Entries from a pointing dataset

--- Start ---

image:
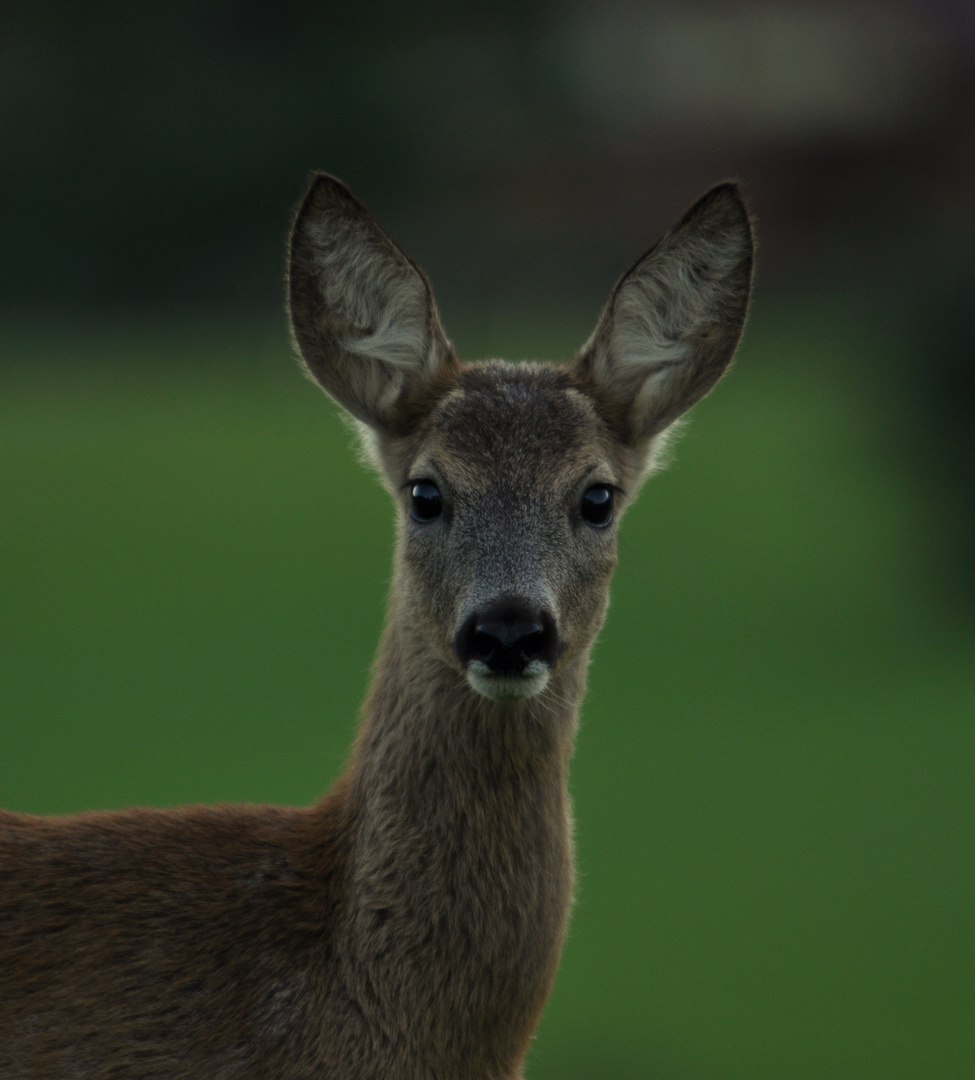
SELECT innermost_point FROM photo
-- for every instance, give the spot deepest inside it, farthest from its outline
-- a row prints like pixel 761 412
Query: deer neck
pixel 460 848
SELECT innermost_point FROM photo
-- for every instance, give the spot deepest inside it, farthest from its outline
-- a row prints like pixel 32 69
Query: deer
pixel 408 925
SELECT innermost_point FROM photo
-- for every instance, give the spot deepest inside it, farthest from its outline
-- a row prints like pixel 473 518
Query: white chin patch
pixel 509 687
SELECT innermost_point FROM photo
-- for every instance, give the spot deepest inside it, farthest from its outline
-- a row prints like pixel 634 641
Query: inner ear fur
pixel 362 311
pixel 674 320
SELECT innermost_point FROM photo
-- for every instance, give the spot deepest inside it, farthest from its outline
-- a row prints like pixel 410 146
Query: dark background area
pixel 773 785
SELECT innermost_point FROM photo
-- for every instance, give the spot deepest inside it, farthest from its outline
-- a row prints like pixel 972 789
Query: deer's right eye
pixel 425 503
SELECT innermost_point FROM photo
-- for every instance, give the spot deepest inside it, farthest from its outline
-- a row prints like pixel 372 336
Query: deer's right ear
pixel 362 311
pixel 674 320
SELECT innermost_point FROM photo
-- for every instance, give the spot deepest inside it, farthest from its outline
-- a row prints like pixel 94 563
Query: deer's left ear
pixel 362 311
pixel 674 320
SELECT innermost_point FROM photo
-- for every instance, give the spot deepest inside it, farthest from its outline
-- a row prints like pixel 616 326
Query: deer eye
pixel 425 503
pixel 597 505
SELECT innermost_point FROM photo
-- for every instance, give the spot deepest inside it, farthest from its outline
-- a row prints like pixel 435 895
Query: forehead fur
pixel 500 416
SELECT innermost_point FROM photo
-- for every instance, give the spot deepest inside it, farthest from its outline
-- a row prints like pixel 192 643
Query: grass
pixel 773 782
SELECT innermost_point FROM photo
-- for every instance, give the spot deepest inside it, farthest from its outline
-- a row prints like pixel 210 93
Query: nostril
pixel 509 633
pixel 506 637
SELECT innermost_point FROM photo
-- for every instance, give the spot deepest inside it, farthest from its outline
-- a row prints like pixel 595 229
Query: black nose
pixel 506 636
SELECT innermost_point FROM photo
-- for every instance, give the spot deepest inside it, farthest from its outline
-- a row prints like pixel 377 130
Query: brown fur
pixel 408 926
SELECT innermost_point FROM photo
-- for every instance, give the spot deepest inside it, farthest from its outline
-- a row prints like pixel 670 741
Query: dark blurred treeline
pixel 522 149
pixel 151 152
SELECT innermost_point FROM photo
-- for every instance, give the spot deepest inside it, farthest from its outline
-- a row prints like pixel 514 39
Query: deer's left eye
pixel 425 503
pixel 597 505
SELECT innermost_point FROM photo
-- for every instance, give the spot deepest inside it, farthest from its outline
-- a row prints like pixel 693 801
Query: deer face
pixel 508 526
pixel 511 478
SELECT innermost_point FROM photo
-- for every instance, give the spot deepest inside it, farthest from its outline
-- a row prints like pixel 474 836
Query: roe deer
pixel 408 926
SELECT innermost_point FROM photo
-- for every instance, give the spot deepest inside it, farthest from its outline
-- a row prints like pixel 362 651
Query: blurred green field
pixel 774 778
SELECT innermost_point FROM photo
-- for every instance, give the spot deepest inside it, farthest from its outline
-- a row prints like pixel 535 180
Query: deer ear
pixel 674 320
pixel 362 311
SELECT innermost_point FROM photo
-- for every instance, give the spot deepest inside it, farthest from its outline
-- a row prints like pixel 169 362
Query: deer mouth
pixel 508 649
pixel 500 686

--- End ---

§ **DIRECTIONS FOR THIS TASK**: Working from the lines above, reproduce the material exactly and exclude its pictures.

§ **ANSWER TO THE EXERCISE**:
image:
SELECT innermost_point FROM photo
-- for every instance, give the spot deepest inside it, farthest from its outline
-- a row prints like pixel 761 412
Query: deer neck
pixel 460 848
SELECT innermost_point FROM photo
-- for every instance, give the spot deepest inside it, farthest from its outline
-- a row prints like pixel 32 69
Query: deer
pixel 408 925
SELECT innermost_point FROM photo
-- for every instance, give the spot deepest inside it, farthest from its outline
-- a row prints like pixel 473 518
Query: white chin patch
pixel 509 687
SELECT innermost_point FROM photo
-- for every instance, give the spot deepest inside it, farthest from its outline
-- a row prints like pixel 634 641
Query: inner ear fur
pixel 362 311
pixel 674 320
SELECT innermost_point FROM photo
-- for every instance, give the spot deepest inside it, farthest from its outline
-- a row prints like pixel 410 146
Query: dark background area
pixel 773 785
SELECT innermost_point FROM photo
-- for every instance, give the spot deepest inside it, farthest from its outline
-- a row prints like pixel 972 789
Query: deer's right eye
pixel 425 503
SELECT innermost_point FROM photo
-- for every instance, give the spot deepest inside it, farthest from its outline
-- a row prints like pixel 372 336
Query: deer's right ear
pixel 362 311
pixel 674 320
SELECT innermost_point FROM photo
-- for every instance, give the spot deepest inside it, farthest from its outline
-- a row prints like pixel 94 563
Query: deer's left ear
pixel 362 311
pixel 674 320
SELECT innermost_point FROM photo
-- for every instance, give the spot deepest inside it, farthest from its outline
-- a row prints like pixel 616 326
Query: deer eye
pixel 425 503
pixel 597 505
SELECT innermost_point FROM photo
-- for every instance, give the spot deepest inside it, farthest from its outline
-- a row prints like pixel 435 895
Query: forehead fur
pixel 500 416
SELECT innermost_point FROM photo
-- for every instance, give the spot deepest inside it, farthest from its outline
-- a row prints like pixel 192 643
Query: grass
pixel 773 782
SELECT innermost_point FROM photo
-- for every instance, give the spot deepest inside it, farthest from its outline
-- a row prints like pixel 210 93
Query: nostril
pixel 509 633
pixel 506 637
SELECT innermost_point FROM photo
-- for every instance, give the spot deepest inside it, farthest from its outline
-- a row prints like pixel 595 229
Query: black nose
pixel 506 636
SELECT innermost_point FROM photo
-- for every instance, give the spot deepest inside it, farthest from its outline
-- a row prints like pixel 377 130
Query: brown fur
pixel 408 926
SELECT innermost_point FROM photo
-- for every instance, give the spot deepest inside it, farthest from its outline
-- a row prints like pixel 670 741
Query: dark blurred treeline
pixel 522 149
pixel 151 152
SELECT innermost_point FROM photo
-- for every instance, give the spot deepest inside it, farthest from its outline
-- a row prints like pixel 514 39
Query: deer's left eye
pixel 425 503
pixel 597 505
SELECT innermost_point FROM photo
-- for every instance, give the spot deepest inside it, farthest from its outline
-- a row prints like pixel 693 801
Query: deer face
pixel 508 526
pixel 511 478
SELECT innermost_point FROM photo
-- for every instance, give the spot deepest inside it, farthest from its outline
-- a row prints like pixel 474 836
Query: roe deer
pixel 408 926
SELECT innermost_point FROM photo
-- for every instance, give the spot deepest inside it, farthest from its outline
-- a row prints like pixel 362 651
Query: blurred green field
pixel 774 778
SELECT innermost_point FROM photo
-- for every instance, give the spot deepest inside it, farthest from its outline
-- a row prints like pixel 535 180
Query: deer ear
pixel 674 320
pixel 362 311
SELECT innermost_point FROM photo
-- for every instance, give the spot deepest inside it, farthest from its outline
-- a row prints like pixel 169 362
Query: deer mouth
pixel 508 649
pixel 500 686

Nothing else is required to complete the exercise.